_Request A:_ List each place name that appears in the article about Mary Previte below.

* start Extract to read *

• Mary Previte, who has tracked down all but one of the soldiers
who liberated the Japanese concentration camp, says she found 'the soul of America.
RENO, Nev. - Mary Previte found a
lot more than she bargained for when she went looking for the seven soldiers
who freed her from a prison camp in China during World War II.
"What I found was the soul of America," said Previte, 66, now a state assemblywoman in New Jersey.
"They are all different kinds of
people. To a man, they claim they are not heroes," she said.
The Haddonfield, N.J., woman was among
1,400 prisoners, many of them children, liberated from the Japanese
concentration camp on Aug. 17,1945.
To a 12-year-old British girl, the
seven paratroopers were "like gods" dropping out of the sky in the
days after World War II ended and rumors were spreading that the Japanese
intended to kill their prisoners.

* end Extract to read *

_Request B:_ Extract every line of the rows below that contains the string "query".

* start Input rows *

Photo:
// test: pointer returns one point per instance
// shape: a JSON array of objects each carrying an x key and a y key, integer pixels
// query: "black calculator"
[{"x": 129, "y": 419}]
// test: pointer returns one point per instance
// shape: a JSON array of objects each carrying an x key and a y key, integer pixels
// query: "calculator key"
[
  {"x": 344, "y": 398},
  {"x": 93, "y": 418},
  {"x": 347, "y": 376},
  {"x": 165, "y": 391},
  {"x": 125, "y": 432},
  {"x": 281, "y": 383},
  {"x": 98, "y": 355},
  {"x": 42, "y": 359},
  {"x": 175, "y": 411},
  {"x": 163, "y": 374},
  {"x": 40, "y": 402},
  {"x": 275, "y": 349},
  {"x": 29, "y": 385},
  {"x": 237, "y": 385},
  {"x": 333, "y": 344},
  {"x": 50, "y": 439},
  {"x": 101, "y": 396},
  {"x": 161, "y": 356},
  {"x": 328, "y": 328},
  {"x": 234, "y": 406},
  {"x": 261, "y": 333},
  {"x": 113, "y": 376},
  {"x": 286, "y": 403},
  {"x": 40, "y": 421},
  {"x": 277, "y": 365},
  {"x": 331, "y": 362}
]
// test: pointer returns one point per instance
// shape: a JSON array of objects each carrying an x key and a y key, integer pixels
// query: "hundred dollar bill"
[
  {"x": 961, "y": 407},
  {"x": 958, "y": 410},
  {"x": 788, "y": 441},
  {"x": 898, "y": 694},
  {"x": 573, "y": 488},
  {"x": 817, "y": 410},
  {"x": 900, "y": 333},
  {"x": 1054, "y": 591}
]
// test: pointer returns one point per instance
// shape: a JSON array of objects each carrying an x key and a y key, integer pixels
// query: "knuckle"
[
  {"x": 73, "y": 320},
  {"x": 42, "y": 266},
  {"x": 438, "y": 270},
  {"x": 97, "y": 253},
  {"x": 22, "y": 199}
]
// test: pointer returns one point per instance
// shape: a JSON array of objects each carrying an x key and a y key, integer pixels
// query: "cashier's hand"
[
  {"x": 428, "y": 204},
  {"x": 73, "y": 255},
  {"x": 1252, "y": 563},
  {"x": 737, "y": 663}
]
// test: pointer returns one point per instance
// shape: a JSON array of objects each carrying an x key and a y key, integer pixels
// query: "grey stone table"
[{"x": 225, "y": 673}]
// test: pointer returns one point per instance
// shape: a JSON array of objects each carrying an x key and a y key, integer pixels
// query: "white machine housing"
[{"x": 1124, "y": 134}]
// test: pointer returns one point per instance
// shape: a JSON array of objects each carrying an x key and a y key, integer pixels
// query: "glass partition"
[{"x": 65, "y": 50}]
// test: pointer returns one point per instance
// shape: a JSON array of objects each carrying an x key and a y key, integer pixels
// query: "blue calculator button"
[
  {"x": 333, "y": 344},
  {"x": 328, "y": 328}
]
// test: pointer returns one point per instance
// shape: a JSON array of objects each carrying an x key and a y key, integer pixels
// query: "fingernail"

* end Input rows *

_Correct response A:_ Reno, Nev.; America; China; New Jersey; Haddonfield, N.J.

_Correct response B:_
// query: "black calculator"
// query: "calculator key"
// query: "hundred dollar bill"
// query: "knuckle"
// query: "cashier's hand"
// query: "grey stone table"
// query: "white machine housing"
// query: "glass partition"
// query: "blue calculator button"
// query: "fingernail"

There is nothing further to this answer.